Fossils Show Evidence of Ancient Plants
Posted on: Wednesday, 17 September 2003, 06:00 CDT
By ALEX DOMINGUEZ
Associated Press -- Scientists have found the best evidence yet that plants appeared on land about 475 million years ago, 50 million years earlier than fossils had established before.
While spores dating back about 475 million years had already been found, it had not been proven whether they came from land or aquatic plants. In the new study, the spores were found with the spore sac that produced them, indicating they came from a land-based plant, said study author Charles Wellman of the University of Sheffield in England.
The oldest fossils of land plants themselves are about 425 million years old and the age discrepancy between the oldest spores and the oldest fossils has puzzled scientists, Wellman said.
"Now, we've actually got the spores in the plants," said Wellman, whose paper appears in Thursday's issue of the journal Nature.
"I've found the spores lots of times, but I've never found the actual plants that produce the spores."

RAW DATA ->
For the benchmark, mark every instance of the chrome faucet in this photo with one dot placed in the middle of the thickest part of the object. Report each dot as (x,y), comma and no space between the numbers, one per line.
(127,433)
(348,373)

--

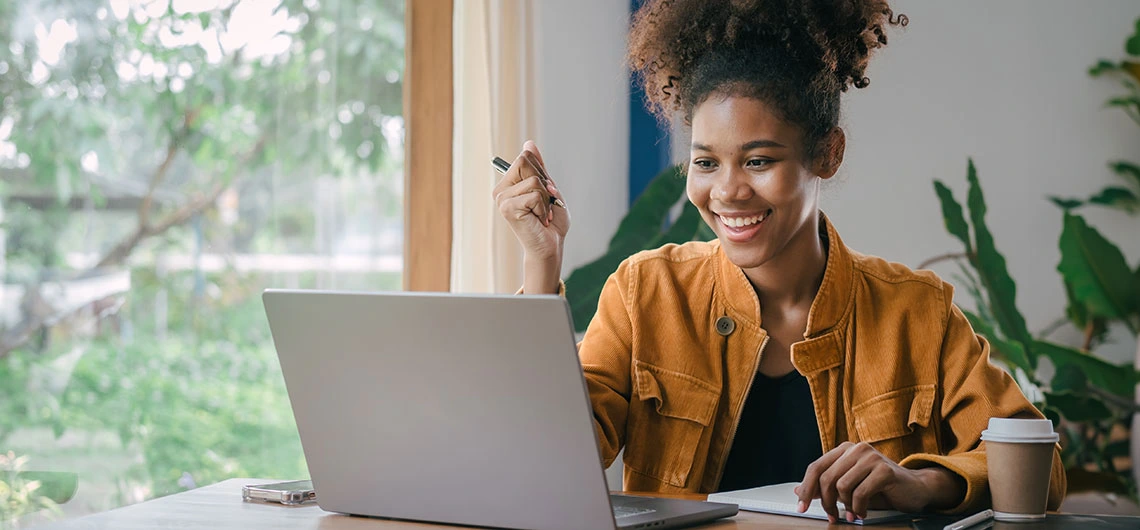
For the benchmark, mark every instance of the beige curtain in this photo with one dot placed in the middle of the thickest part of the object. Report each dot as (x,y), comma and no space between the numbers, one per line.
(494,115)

PROBLEMS TO WORK ON ->
1. Do these statements agree with the fossil article? Answer yes or no for each, quoting the deciding words. (a) The newly studied spores were found together with the spore sac that produced them. (b) The oldest fossils of land plants themselves are about 475 million years old. (c) Wellman's paper appears in the journal Science.
2. Can you rewrite the fossil article, starting with "The oldest fossils of" and going on through "the journal Nature.", replacing "puzzled" with "intrigued"?
The items are separate material, unrelated to the fossil article.

TASK-BY-TASK OUTPUTS ->
1.
(a) Yes: "the spores were found with the spore sac that produced them"
(b) No: "The oldest fossils of land plants themselves are about 425 million years old"
(c) No: "whose paper appears in Thursday's issue of the journal Nature"

2.
The oldest fossils of land plants themselves are about 425 million years old and the age discrepancy between the oldest spores and the oldest fossils has intrigued scientists, Wellman said.
"Now, we've actually got the spores in the plants," said Wellman, whose paper appears in Thursday's issue of the journal Nature.